What the task asks. Give as output the line that contains "Where can you find the wharf", followed by every remaining line of the entries, unchanged and with nothing added.

----------------------------------------

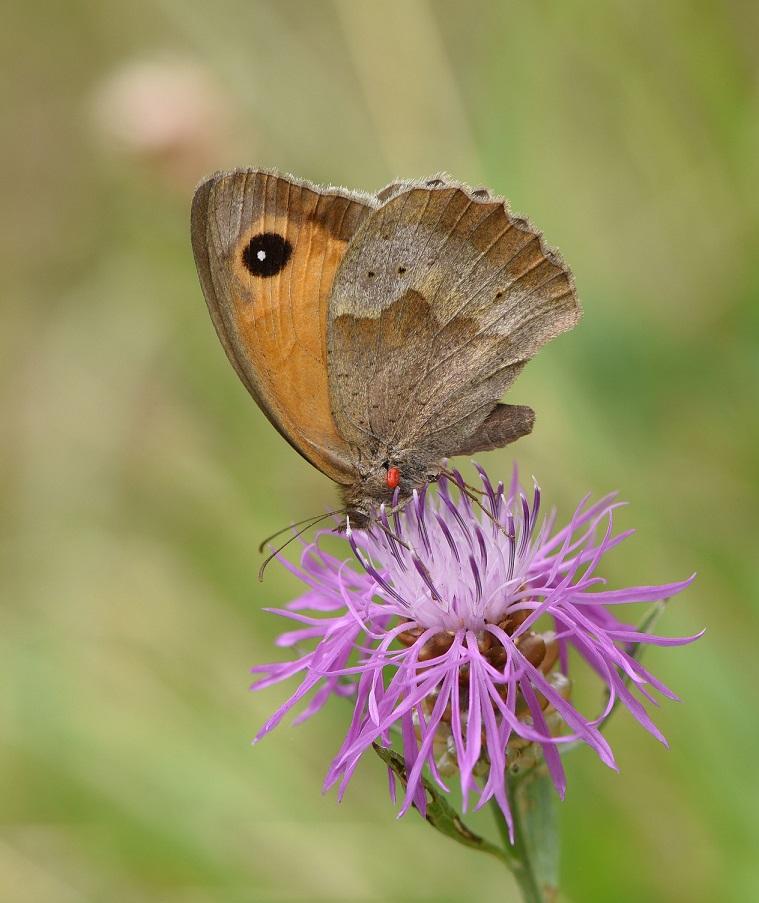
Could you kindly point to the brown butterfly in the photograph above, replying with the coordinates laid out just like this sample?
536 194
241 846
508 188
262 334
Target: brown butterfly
378 332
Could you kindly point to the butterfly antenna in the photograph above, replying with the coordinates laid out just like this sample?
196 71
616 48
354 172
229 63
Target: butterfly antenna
471 493
314 519
312 522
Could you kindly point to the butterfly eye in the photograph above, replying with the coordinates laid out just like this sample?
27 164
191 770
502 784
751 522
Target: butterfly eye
266 254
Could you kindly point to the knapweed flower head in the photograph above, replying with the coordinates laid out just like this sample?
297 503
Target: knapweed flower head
450 628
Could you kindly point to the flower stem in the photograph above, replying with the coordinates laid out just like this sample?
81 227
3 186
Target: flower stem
526 862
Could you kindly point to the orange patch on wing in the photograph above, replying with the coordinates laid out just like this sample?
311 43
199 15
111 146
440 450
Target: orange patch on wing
282 319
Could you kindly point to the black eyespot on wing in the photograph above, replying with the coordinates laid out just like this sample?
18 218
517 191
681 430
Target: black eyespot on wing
266 254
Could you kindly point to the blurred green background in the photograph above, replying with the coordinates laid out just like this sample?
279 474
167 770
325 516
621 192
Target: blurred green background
140 477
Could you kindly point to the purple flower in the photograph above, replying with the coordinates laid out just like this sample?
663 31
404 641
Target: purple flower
452 637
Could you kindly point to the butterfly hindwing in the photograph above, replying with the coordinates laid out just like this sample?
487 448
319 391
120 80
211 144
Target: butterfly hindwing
440 300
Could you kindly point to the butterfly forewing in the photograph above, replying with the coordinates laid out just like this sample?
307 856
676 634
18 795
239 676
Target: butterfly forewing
267 248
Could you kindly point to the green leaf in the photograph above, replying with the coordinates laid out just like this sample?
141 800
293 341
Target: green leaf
440 815
533 802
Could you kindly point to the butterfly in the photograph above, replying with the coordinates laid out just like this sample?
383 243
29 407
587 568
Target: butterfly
378 333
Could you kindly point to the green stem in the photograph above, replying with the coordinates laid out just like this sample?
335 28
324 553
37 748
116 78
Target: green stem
521 865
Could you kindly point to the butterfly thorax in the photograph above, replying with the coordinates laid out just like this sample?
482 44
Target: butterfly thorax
390 481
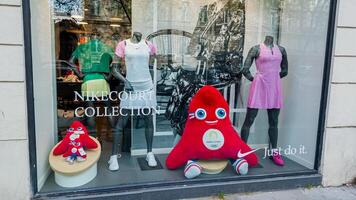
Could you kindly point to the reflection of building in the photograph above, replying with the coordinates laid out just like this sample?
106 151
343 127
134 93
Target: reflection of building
27 119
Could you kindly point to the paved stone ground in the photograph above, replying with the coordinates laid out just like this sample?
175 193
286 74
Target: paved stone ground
317 193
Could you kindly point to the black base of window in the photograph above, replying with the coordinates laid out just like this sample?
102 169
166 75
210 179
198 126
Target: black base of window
191 190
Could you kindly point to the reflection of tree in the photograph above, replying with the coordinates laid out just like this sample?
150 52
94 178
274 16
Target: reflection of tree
220 28
67 6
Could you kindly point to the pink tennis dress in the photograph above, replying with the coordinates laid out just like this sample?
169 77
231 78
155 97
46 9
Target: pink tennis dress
265 90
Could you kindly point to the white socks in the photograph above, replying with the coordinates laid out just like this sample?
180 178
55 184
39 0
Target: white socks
113 163
151 161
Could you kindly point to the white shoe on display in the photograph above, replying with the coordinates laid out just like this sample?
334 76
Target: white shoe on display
150 158
80 159
113 163
70 159
192 169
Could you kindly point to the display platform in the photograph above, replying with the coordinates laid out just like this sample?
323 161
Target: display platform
130 172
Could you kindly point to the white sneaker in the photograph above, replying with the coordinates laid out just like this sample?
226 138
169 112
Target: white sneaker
113 163
150 158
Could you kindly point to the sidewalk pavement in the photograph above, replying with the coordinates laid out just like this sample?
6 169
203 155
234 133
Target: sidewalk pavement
317 193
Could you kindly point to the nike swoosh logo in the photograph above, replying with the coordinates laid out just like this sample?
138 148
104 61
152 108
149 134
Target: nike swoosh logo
241 155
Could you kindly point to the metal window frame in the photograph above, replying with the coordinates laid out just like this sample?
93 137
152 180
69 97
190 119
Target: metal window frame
32 129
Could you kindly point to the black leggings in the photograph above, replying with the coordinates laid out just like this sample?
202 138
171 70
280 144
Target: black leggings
91 120
272 121
122 122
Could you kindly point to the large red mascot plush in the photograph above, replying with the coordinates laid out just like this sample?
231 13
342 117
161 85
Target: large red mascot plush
74 143
209 135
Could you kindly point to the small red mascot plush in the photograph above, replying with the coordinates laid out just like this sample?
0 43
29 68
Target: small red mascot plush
209 135
74 143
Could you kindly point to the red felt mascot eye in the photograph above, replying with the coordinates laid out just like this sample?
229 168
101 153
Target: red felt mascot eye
200 114
220 113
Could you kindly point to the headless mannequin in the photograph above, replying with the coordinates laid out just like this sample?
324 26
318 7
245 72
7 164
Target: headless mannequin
124 118
91 120
272 113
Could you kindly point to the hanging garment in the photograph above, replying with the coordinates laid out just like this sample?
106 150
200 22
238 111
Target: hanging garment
94 59
265 90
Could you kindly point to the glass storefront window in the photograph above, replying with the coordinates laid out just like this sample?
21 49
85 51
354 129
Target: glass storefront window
129 70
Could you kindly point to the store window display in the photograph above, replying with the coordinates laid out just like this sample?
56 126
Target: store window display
95 60
139 94
142 67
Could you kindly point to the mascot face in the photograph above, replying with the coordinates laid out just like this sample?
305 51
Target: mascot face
76 130
208 108
208 133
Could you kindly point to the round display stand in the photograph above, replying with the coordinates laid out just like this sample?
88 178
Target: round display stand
78 173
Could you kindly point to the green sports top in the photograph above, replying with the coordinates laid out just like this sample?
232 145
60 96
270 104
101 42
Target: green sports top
94 59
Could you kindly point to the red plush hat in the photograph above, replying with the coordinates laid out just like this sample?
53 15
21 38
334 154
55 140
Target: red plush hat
208 133
76 135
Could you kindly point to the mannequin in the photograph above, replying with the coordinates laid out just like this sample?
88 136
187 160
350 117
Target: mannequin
94 58
272 66
135 53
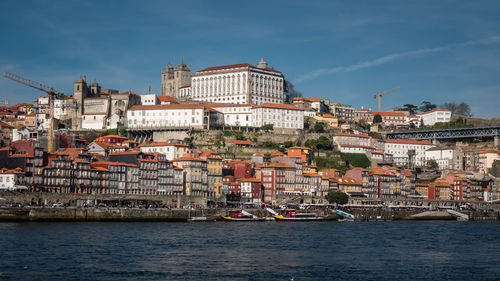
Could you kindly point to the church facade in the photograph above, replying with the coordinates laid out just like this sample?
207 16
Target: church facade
238 84
175 78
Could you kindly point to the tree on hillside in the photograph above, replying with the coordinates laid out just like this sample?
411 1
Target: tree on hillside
267 127
319 127
426 106
432 164
337 197
495 168
290 92
410 108
459 109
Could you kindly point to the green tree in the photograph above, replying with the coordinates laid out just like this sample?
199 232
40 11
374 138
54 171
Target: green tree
377 119
426 106
239 136
323 143
319 127
432 164
495 168
410 108
337 197
290 92
267 127
459 109
356 160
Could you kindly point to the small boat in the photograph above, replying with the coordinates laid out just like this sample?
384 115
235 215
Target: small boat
196 219
240 215
292 215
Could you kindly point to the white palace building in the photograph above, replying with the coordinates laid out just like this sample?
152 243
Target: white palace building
238 84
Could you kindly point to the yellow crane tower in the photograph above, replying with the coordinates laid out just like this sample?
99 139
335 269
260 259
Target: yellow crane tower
51 93
379 95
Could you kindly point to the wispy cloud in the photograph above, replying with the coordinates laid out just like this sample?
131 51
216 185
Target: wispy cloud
393 57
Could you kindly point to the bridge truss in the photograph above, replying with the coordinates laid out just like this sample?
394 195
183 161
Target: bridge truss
451 134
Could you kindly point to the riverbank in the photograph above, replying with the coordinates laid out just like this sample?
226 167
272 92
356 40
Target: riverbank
75 214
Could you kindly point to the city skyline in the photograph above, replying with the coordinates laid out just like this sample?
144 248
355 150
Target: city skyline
441 52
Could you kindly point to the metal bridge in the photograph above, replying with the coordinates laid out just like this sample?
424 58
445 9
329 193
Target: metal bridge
447 134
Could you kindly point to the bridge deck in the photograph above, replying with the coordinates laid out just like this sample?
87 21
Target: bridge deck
460 133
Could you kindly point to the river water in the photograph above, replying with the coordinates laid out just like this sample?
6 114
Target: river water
409 250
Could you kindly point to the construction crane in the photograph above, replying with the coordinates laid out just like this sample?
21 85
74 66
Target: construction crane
379 95
50 92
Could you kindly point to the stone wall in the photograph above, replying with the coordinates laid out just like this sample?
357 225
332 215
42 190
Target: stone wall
46 197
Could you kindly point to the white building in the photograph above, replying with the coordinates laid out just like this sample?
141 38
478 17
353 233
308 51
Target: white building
281 116
64 108
170 149
442 155
167 100
352 139
352 148
413 119
238 83
42 121
185 91
434 116
94 121
149 99
173 116
235 114
9 179
400 149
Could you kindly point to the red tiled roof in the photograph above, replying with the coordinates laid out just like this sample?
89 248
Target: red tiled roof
239 65
278 165
187 159
358 146
299 147
409 142
111 136
434 110
128 93
98 113
249 180
228 105
169 106
389 113
113 163
125 153
167 99
155 144
279 105
489 151
242 142
313 99
352 135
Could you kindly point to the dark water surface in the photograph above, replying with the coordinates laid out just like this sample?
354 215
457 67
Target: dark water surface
438 250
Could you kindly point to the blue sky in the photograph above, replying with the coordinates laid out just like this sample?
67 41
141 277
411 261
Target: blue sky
439 51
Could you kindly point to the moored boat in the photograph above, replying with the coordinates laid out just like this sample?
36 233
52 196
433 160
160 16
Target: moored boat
240 215
292 215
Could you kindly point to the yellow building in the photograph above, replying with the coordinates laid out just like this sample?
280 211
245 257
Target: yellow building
486 159
331 120
214 167
422 190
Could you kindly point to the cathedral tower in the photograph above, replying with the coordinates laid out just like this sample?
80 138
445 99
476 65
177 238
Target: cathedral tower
172 79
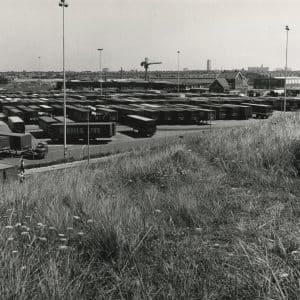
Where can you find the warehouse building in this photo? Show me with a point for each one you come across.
(8, 173)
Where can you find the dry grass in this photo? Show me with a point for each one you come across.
(214, 216)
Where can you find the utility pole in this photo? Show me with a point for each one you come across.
(63, 4)
(286, 52)
(178, 53)
(100, 51)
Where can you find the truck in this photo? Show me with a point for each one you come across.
(4, 144)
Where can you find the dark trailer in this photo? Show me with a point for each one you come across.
(29, 115)
(260, 110)
(144, 126)
(79, 131)
(18, 141)
(12, 111)
(16, 124)
(45, 122)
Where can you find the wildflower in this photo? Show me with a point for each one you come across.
(63, 247)
(198, 229)
(283, 275)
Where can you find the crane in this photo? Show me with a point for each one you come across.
(146, 65)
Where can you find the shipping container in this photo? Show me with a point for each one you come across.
(144, 126)
(16, 124)
(79, 131)
(18, 141)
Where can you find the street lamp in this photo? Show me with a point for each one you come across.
(63, 4)
(90, 108)
(286, 48)
(40, 75)
(100, 51)
(178, 53)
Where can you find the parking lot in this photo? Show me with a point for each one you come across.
(124, 140)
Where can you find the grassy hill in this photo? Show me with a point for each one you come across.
(214, 216)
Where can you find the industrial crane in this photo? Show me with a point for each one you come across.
(146, 65)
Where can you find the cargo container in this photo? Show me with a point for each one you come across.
(144, 126)
(29, 115)
(16, 124)
(18, 141)
(260, 110)
(45, 122)
(60, 119)
(79, 131)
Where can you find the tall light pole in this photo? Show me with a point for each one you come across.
(63, 4)
(100, 51)
(39, 66)
(286, 48)
(178, 53)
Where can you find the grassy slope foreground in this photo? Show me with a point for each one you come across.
(214, 216)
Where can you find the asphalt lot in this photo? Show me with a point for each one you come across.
(123, 141)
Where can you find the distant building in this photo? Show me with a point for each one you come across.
(260, 69)
(208, 65)
(219, 85)
(235, 79)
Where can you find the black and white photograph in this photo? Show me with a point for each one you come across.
(150, 149)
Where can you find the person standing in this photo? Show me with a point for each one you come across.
(22, 165)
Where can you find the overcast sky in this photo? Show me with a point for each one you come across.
(232, 33)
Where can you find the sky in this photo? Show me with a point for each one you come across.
(232, 33)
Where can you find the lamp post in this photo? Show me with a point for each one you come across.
(178, 53)
(39, 66)
(100, 52)
(91, 110)
(286, 52)
(63, 4)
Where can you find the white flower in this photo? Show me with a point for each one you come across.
(63, 247)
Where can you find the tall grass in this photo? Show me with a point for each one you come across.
(214, 216)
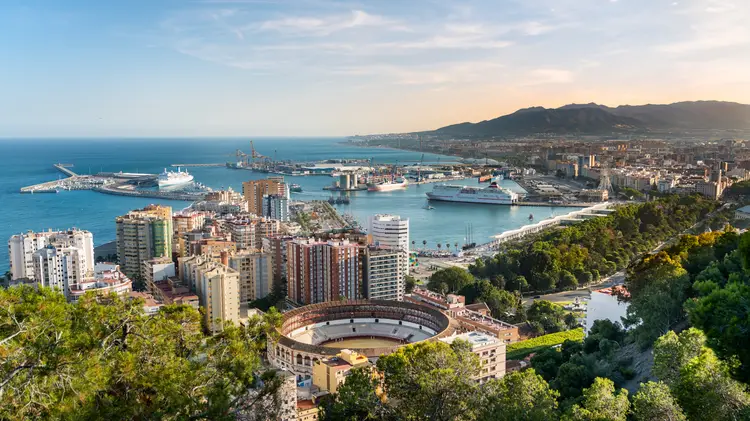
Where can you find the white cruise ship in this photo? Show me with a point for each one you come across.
(171, 178)
(493, 194)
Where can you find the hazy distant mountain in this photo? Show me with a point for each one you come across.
(542, 120)
(597, 119)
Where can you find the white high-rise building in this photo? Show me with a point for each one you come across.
(60, 268)
(22, 248)
(391, 231)
(384, 274)
(276, 206)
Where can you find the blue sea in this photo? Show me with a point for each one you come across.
(29, 161)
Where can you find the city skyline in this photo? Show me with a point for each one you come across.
(321, 67)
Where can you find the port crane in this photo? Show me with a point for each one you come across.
(241, 158)
(254, 154)
(419, 169)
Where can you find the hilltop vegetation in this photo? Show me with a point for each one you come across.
(599, 119)
(107, 360)
(576, 255)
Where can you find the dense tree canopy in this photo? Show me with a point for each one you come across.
(450, 280)
(105, 359)
(565, 258)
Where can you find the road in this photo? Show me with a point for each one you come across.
(558, 297)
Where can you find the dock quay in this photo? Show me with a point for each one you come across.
(119, 183)
(64, 169)
(199, 165)
(601, 209)
(155, 194)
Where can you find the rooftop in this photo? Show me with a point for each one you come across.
(476, 339)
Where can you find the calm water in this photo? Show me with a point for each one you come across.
(28, 162)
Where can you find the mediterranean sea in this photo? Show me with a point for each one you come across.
(29, 161)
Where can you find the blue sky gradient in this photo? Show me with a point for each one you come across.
(326, 67)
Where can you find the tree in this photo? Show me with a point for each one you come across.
(653, 401)
(546, 362)
(357, 399)
(103, 358)
(568, 280)
(431, 381)
(454, 278)
(699, 381)
(519, 396)
(600, 402)
(724, 316)
(550, 315)
(744, 247)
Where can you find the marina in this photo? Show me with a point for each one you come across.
(125, 163)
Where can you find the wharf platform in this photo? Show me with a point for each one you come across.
(64, 169)
(199, 165)
(574, 217)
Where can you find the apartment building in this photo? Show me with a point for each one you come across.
(22, 247)
(183, 223)
(107, 278)
(276, 206)
(489, 349)
(320, 271)
(384, 274)
(217, 286)
(142, 235)
(248, 232)
(254, 190)
(330, 373)
(256, 274)
(60, 268)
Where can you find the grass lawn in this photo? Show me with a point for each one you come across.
(520, 350)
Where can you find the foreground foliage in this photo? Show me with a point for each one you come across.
(108, 360)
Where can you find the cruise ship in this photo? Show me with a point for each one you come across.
(388, 185)
(171, 178)
(493, 194)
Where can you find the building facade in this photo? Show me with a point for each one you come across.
(391, 231)
(22, 247)
(276, 206)
(254, 190)
(320, 271)
(143, 235)
(489, 349)
(384, 274)
(218, 289)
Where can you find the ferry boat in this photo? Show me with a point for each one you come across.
(492, 194)
(388, 185)
(171, 178)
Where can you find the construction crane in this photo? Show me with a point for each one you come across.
(254, 154)
(241, 157)
(419, 170)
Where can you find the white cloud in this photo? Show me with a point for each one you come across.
(330, 24)
(548, 76)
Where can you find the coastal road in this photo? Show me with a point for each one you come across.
(558, 297)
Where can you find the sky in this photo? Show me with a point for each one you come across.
(336, 68)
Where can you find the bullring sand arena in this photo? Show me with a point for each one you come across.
(369, 327)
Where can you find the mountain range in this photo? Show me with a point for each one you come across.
(600, 119)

----------------------------------------

Correct output.
Where can you find the wharf platform in this photo? Show me with a point for each one you come across.
(64, 169)
(199, 165)
(574, 217)
Where can you find the apartment building in this photo? Show me with a point for each one you come across.
(22, 247)
(183, 223)
(107, 278)
(276, 206)
(489, 349)
(320, 271)
(384, 274)
(217, 286)
(142, 235)
(248, 232)
(254, 190)
(330, 373)
(256, 274)
(60, 268)
Where can you find the grass lawn in this photo? Show me with a point for each one you come across.
(520, 350)
Where can you find the foreground foliage in this photo? Show me with a point for each one you come across.
(108, 360)
Where can you find the cruise ship in this photo? Show me with a point for each one you come across.
(388, 185)
(171, 178)
(493, 194)
Where can you find the building facade in this photo? Show me with a point for each one you come across.
(391, 231)
(22, 247)
(276, 206)
(254, 190)
(320, 271)
(143, 235)
(489, 349)
(384, 274)
(218, 289)
Where can you find the ferry boat in this photo? Show me with a point for each one you come across.
(492, 194)
(388, 185)
(171, 178)
Where can you find the construction crane in this photo? Show me with a point for each one you come across.
(254, 154)
(241, 157)
(419, 170)
Where can you find the white cloud in this photo? Show me with a point for each one you come across.
(330, 24)
(548, 76)
Where can you find the coastal road in this photo? Show me with a point for each one you come across.
(558, 297)
Where can you find the sky in this photo? Show me with a point for each one you come across.
(336, 68)
Where can you find the bullring sand arena in this photo? Show me with a point for each one you come across.
(369, 327)
Where can you find the mountain range in this photo? Show me with a point for each one you come across.
(600, 119)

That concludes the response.